Passage shown:
This application claims priority of Chinese Patent Application No. 200510132844.2, filed on Dec. 27, 2005, entitled "Intelligent Life Testing Methods and Apparatus for Leakage Current Protection Device" by Feng ZHANG, Hongliang CHEN, Fu WANG, Wusheng CHEN, Yulin ZHANG and Huaiyin SONG, the disclosure of which is incorporated herein by reference in its entirety.

This application is related to four co-pending U.S. patent applications, entitled "Intelligent Life Testing Methods and Apparatus for Leakage Current Protection Device with Indicating Means," by Feng ZHANG, Hongliang CHEN, Fu WANG, Wusheng CHEN, Yulin ZHANG and Huaiyin SONG, Ser. No. 11/588,017; "Intelligent Life Testing Methods and Apparatus for Leakage Current Protection," by Feng ZHANG, Hongliang CHEN, Fu WANG, Wusheng CHEN, Yulin ZHANG and Huaiyin SONG; Ser. No. 11/588,163; "Intelligent Life Testing Methods and Apparatus for Leakage Current Protection," by Wusheng CHEN, Fu WANG, and Lianyun WANG, Ser. No. 11/588,046; and "Intelligent Life Testing Methods and Apparatus for Leakage Current Protection," by Feng ZHANG, Hongliang CHEN, Fu WANG, Wusheng CHEN, Yulin ZHANG and Huaiyin SONG, Ser. No. 11/588,048, respectively. The above identified co-pending applications were filed on the same day that this application was filed, and with the same assignee as that of this application. The disclosures of the above identified co-pending applications are incorporated herein by reference in their entireties.

FIELD OF THE PRESENT INVENTION

The present invention generally relates to real time detection of fault of a leakage current protection device. More particularly, the present invention relates to apparatus and methods for testing the life of a leakage current protection device.

BACKGROUND OF THE PRESENT INVENTION

Leakage current protection can be divided into two categories according to their functionalities: ground fault circuit interrupter (hereinafter "GFCI") and arc fault circuit interrupter (hereinafter "AFCI"). In order to achieve the goal of leakage current protection, a leakage current protection device used for appliances comprises at least two components: a trip mechanism and a leakage current detection circuit. The trip mechanism comprises a silicon controlled rectifier (hereinafter "SCR"), trip coil, and trip circuit interrupter device. The leakage current detection circuit comprises induction coils, a signal amplifier and a controller.

Raw records
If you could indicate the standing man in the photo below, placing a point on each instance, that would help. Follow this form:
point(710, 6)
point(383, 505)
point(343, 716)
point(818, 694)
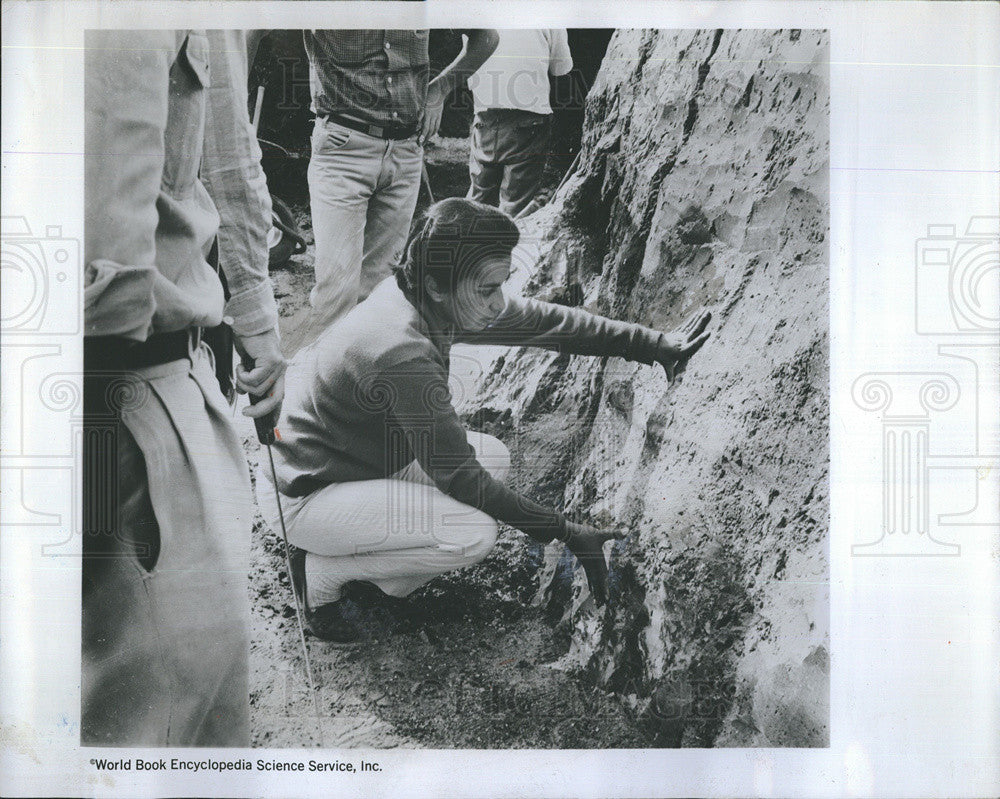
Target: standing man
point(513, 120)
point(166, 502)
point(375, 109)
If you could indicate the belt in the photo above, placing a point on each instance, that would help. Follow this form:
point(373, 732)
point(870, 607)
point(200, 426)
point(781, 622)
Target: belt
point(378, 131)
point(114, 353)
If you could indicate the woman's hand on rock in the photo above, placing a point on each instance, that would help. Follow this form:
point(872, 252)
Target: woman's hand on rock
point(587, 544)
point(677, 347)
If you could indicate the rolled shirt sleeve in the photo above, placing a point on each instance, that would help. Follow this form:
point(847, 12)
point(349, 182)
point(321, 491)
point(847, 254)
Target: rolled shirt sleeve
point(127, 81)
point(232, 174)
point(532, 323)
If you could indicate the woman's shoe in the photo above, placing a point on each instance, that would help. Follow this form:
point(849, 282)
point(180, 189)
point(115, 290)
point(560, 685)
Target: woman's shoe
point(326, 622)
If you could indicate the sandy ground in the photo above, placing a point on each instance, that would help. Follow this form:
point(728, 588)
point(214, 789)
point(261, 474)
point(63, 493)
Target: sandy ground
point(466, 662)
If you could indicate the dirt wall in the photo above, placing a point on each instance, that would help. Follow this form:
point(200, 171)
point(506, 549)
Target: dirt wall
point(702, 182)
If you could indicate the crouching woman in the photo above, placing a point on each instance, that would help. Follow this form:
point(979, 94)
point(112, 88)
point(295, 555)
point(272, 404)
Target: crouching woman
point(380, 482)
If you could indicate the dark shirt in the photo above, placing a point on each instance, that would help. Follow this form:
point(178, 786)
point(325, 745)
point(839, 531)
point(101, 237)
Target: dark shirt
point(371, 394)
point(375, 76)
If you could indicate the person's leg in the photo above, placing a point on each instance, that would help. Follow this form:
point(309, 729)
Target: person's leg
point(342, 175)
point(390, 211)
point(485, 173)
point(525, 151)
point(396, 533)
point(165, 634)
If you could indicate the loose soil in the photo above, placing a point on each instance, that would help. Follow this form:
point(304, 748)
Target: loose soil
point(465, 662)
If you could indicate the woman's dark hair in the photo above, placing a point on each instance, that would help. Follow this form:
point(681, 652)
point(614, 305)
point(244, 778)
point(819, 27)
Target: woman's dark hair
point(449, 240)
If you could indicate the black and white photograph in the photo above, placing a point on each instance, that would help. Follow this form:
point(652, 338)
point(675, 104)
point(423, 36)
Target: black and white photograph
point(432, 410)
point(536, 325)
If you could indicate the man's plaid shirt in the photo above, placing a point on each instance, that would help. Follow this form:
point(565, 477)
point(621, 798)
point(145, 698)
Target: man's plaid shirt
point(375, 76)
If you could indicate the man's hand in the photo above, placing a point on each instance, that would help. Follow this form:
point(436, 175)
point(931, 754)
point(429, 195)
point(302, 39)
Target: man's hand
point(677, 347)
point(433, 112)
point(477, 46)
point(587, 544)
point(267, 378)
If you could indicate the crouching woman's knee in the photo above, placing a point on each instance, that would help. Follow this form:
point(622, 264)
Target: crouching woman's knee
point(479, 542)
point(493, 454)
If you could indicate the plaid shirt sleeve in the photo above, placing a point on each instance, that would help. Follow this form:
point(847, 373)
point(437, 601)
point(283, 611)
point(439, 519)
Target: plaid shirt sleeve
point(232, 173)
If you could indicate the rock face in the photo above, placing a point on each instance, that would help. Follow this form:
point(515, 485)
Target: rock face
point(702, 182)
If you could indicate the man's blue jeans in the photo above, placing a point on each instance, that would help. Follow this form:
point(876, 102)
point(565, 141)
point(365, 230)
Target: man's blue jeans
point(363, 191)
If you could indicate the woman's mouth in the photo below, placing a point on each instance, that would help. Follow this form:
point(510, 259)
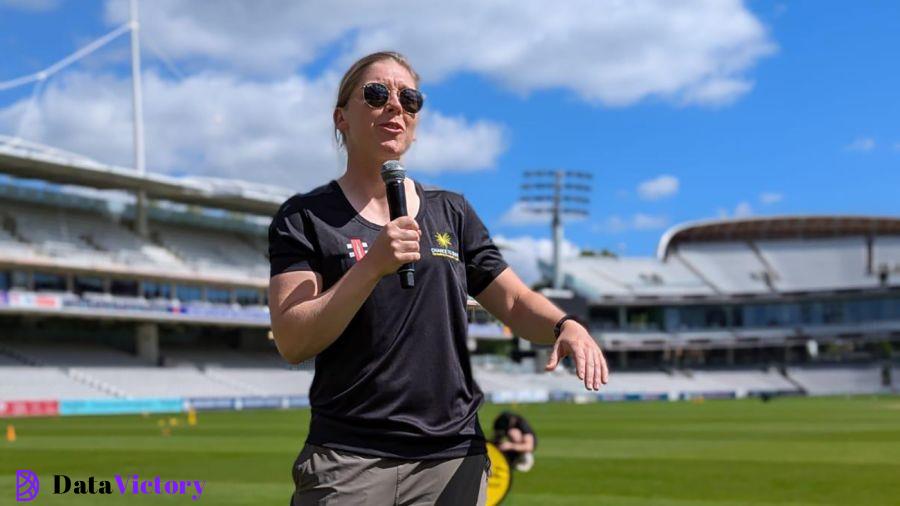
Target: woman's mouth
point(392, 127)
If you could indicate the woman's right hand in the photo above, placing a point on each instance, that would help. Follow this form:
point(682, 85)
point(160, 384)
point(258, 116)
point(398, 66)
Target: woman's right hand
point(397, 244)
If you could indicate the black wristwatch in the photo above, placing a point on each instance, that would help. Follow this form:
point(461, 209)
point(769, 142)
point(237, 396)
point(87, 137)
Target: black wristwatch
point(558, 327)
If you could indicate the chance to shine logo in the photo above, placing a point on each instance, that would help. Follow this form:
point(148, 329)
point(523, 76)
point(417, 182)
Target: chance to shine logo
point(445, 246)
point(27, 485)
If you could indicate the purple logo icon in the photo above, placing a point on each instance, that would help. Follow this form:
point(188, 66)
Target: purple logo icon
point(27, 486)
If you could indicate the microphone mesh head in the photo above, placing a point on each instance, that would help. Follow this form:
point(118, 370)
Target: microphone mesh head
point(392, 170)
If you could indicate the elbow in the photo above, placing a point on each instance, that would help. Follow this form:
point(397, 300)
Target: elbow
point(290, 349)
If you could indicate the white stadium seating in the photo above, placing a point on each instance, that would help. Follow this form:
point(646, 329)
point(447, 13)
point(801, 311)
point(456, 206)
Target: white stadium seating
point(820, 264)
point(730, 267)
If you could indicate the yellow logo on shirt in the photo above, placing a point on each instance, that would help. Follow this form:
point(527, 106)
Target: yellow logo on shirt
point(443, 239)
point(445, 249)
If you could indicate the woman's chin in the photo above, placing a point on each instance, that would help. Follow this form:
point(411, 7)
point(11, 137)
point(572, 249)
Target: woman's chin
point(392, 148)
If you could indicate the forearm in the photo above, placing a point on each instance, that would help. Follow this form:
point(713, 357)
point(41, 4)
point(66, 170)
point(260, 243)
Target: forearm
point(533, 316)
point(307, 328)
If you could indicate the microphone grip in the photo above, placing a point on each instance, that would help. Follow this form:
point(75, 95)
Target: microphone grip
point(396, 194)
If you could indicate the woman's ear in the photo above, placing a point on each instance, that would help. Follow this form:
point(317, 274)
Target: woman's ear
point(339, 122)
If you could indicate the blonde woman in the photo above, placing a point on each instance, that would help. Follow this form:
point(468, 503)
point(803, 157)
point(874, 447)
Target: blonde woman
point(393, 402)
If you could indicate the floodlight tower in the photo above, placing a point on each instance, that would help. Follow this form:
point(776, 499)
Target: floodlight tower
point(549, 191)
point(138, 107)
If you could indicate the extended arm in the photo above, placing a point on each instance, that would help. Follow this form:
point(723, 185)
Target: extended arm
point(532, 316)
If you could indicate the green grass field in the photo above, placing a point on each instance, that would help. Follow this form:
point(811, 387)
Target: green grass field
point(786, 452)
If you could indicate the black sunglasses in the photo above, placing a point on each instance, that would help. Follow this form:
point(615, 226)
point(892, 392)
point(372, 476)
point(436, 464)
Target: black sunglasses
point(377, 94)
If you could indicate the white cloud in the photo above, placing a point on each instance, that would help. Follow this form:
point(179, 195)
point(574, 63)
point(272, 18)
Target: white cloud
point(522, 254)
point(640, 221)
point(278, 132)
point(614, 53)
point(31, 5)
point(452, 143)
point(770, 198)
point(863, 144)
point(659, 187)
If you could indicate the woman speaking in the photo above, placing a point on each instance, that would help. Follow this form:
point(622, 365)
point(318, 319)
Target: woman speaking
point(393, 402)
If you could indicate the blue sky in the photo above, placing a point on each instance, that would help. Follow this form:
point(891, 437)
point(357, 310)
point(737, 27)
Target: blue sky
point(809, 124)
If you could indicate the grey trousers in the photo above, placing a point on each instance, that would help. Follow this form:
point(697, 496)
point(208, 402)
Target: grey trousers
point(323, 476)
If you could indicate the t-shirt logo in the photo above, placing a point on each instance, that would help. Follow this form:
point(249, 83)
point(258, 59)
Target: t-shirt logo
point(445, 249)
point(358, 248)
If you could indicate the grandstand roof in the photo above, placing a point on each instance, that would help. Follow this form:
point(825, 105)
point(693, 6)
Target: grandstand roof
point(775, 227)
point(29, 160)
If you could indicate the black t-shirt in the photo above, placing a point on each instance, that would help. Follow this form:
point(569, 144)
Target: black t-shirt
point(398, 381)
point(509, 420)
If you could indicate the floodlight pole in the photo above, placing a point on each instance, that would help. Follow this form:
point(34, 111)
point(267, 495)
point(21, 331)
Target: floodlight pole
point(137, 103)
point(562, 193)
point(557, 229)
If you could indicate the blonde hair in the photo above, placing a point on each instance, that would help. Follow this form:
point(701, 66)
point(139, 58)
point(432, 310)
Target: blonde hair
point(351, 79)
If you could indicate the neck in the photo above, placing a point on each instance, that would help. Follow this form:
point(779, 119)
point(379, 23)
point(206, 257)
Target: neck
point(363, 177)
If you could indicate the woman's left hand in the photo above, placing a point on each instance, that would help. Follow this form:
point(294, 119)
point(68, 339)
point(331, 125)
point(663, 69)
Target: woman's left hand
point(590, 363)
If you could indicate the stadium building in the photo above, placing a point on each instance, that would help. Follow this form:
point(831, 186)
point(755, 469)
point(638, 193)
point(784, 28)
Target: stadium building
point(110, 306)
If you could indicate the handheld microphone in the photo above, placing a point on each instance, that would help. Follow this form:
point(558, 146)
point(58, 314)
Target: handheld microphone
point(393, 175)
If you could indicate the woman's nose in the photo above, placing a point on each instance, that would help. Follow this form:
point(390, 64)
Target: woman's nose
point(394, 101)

Goal A: In the patent text on leakage current protection, what components make up the trip mechanism?
Goal B: Proceed with the patent text on leakage current protection, picking up right after its final sentence.
The records are separate material and are not part of the patent text.

Task answer A: A silicon controlled rectifier (SCR), a trip coil, and a trip circuit interrupter device.

Task answer B:
The operating principle of a GFCI used for appliances is as follows. In a normal condition, the electric current on a hot wire of an electrical socket should be the same as the electric current on a neutral wire in the same electrical socket. When a leakage current occurs, there exists a current differential between the hot wire and the neutral wire of the electrical socket. The inductive coil of the leakage current protection device monitors the current differential and transfers the current differential into a voltage signal. The voltage signal is then amplified by the signal amplifier and sent to the controller. If the current differential exceeds a predetermined threshold, the controller sends a control signal to the trip circuit interrupter to cut off the connection between the AC power and the appliance to prevent damage caused by the leakage current.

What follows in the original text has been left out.